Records
________________

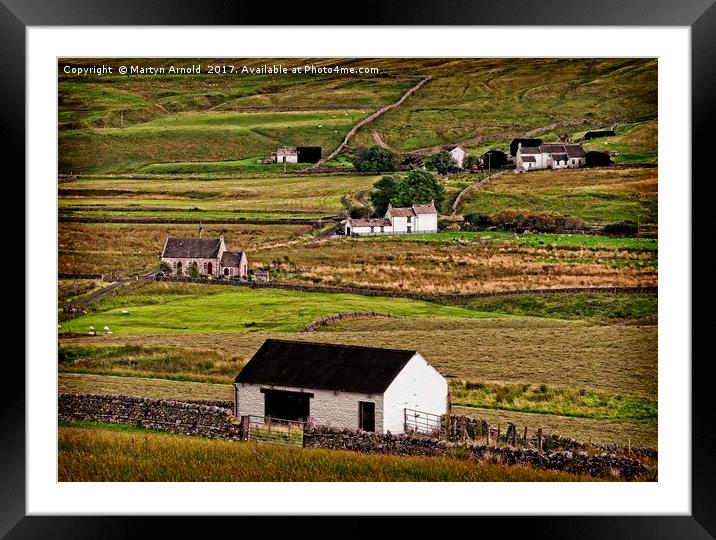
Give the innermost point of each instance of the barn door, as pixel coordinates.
(366, 415)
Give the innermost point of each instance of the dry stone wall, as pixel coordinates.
(160, 414)
(598, 465)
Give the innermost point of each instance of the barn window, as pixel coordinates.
(366, 415)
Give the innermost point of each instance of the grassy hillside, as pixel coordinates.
(119, 124)
(97, 453)
(470, 98)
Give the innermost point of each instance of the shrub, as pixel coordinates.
(520, 220)
(621, 228)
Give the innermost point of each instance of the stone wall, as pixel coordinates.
(164, 415)
(598, 465)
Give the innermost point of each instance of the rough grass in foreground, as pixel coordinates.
(111, 454)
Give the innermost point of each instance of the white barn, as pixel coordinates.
(417, 219)
(285, 154)
(458, 153)
(339, 386)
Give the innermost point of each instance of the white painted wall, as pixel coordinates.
(418, 386)
(426, 223)
(328, 408)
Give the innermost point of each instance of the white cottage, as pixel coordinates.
(458, 153)
(340, 386)
(550, 156)
(416, 219)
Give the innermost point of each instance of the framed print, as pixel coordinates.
(423, 259)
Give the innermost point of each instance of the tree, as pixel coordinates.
(419, 187)
(442, 162)
(374, 159)
(385, 191)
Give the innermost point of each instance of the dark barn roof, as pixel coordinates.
(348, 368)
(231, 258)
(199, 248)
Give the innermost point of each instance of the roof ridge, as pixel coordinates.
(346, 345)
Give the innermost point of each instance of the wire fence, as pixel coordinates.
(275, 430)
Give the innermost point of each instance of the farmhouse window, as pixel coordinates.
(366, 415)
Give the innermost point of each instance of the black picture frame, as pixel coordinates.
(699, 15)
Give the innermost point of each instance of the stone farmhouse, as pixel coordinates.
(416, 219)
(208, 255)
(339, 386)
(550, 156)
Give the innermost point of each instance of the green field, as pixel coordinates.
(593, 195)
(108, 453)
(288, 193)
(187, 308)
(200, 136)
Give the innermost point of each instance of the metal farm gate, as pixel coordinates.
(274, 430)
(424, 422)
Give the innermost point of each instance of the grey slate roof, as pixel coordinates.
(347, 368)
(199, 248)
(231, 258)
(425, 208)
(574, 150)
(376, 222)
(401, 212)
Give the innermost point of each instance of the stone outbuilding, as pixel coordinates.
(340, 386)
(416, 219)
(208, 255)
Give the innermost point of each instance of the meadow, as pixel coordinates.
(108, 453)
(288, 193)
(597, 196)
(160, 307)
(467, 263)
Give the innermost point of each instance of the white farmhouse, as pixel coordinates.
(285, 155)
(457, 152)
(339, 386)
(550, 156)
(416, 219)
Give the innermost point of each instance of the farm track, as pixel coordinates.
(369, 119)
(192, 221)
(413, 295)
(378, 139)
(511, 135)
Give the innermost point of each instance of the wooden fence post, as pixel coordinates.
(539, 440)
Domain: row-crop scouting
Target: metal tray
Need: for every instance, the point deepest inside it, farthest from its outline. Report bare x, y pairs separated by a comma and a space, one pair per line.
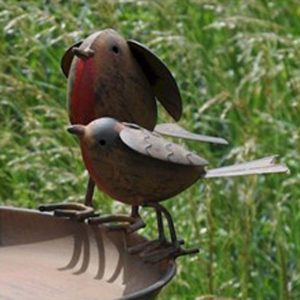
45, 257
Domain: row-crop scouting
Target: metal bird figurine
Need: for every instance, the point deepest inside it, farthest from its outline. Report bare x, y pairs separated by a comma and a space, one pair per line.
139, 167
110, 76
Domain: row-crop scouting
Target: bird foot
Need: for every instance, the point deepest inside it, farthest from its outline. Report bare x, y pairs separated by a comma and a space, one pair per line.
165, 250
74, 211
131, 225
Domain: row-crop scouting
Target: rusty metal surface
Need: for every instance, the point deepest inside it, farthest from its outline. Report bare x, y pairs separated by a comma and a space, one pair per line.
44, 257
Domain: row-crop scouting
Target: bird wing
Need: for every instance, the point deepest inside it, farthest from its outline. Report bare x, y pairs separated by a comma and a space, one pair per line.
153, 145
177, 131
67, 58
160, 78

________________

What you should do
Working from the lines above, reproduce the material exactly and exclude its pictures.

Written reply
Give the innermost point of each instance of the barn door, as pixel coordinates.
(366, 415)
Give the innermost point of each instance of the dry stone wall, as pixel coordinates.
(160, 414)
(598, 465)
Give the innermost point of each instance of the barn window, as pixel coordinates.
(366, 415)
Give the innermost point of each instance of the grassy hillside, as pixel coordinates.
(119, 124)
(97, 453)
(470, 98)
Give the innermost point of each instance of the shrub, as pixel coordinates.
(520, 220)
(621, 228)
Give the innermost point of each instance of the stone wall, as pixel coordinates.
(164, 415)
(598, 465)
Give the innermost point of each instance of the rough grass in foreground, as pixel coordinates.
(111, 454)
Give the innermost point of each instance of the white barn, as pixel coordinates.
(417, 219)
(285, 154)
(458, 153)
(339, 386)
Give the innermost point of each instance of the white painted wall, as pixel coordinates.
(418, 386)
(426, 223)
(328, 408)
Give the innermost point of each instance of the white cottage, as pixel coordinates.
(458, 153)
(340, 386)
(550, 156)
(416, 219)
Give the innermost point of each instance of the framed print, as pixel coordinates.
(423, 259)
Give the innermost point of each instance of the tree, as pixel coordinates.
(419, 187)
(442, 162)
(374, 159)
(385, 191)
Give the innermost point of each instance of the dark barn roof, as pixel coordinates.
(348, 368)
(231, 258)
(199, 248)
Give the innermost point of each instance of the roof ridge, as pixel coordinates.
(346, 345)
Give the innermost point of each instance of the wire fence, as pixel coordinates.
(275, 430)
Give the innermost point of each instance of the farmhouse window, as pixel coordinates.
(366, 415)
Give the innermost point of each instance of the black picture frame, as pixel coordinates.
(699, 15)
Give the innermost point of each instance of the stone farmhouse, as pixel coordinates.
(416, 219)
(208, 255)
(339, 386)
(550, 156)
Give the innermost point of each instance of the green field, as pixel coordinates.
(593, 195)
(108, 453)
(288, 193)
(187, 308)
(200, 136)
Give the innermost point of each instance of the metal farm gate, as pixel coordinates.
(274, 430)
(424, 422)
Give the innermost point of each instance of the grey slate roof, as pixel coordinates.
(347, 368)
(199, 248)
(231, 258)
(425, 208)
(574, 150)
(376, 222)
(401, 212)
Give the innermost point of each instance of the stone outbuilding, as pixel coordinates.
(340, 386)
(416, 219)
(208, 255)
Give the innermost point of each instance of the meadow, as pixel coordinates.
(108, 453)
(288, 193)
(597, 196)
(160, 307)
(467, 263)
Give the innermost point of each instance of the white farmhouse, as pixel coordinates.
(285, 155)
(457, 152)
(339, 386)
(550, 156)
(416, 219)
Give the innermost point of each instance of the farm track, as pixel coordinates.
(369, 119)
(192, 221)
(413, 295)
(378, 139)
(511, 135)
Give the innermost point of each instance of the wooden fence post, as pixel coordinates.
(539, 440)
Domain: row-crop scouting
Target: metal tray
Need: for every instance, the point deepest inside it, farthest from its outline. Report bare x, y pairs separated by a comma and a space, one pair per line.
45, 257
Domain: row-crop scouting
Target: metal bird figurine
Need: for every instance, the point deepest inside it, farthest from its outline. Report bare x, y pairs separated by a comma and a space, one pair per line.
139, 167
110, 76
Domain: row-crop scouting
Target: bird foot
Need: for every instance, the point deepest inside it, farthest from its outline. Report bare x, y pairs separated by a comma and a space, one pair per line.
165, 250
74, 211
131, 225
Domain: row-crop scouting
Target: rusty metal surface
Need: for every instance, the point deepest inside it, farthest from its outline. Report bare x, y pairs separated by a comma and a space, one pair per line.
44, 257
Domain: row-crop scouting
Target: bird wing
Need: for every instance, the point deepest inside it, farthest from its outline. Report bare x, y pairs separated by a comma and a space, one pair per line.
153, 145
177, 131
67, 58
160, 78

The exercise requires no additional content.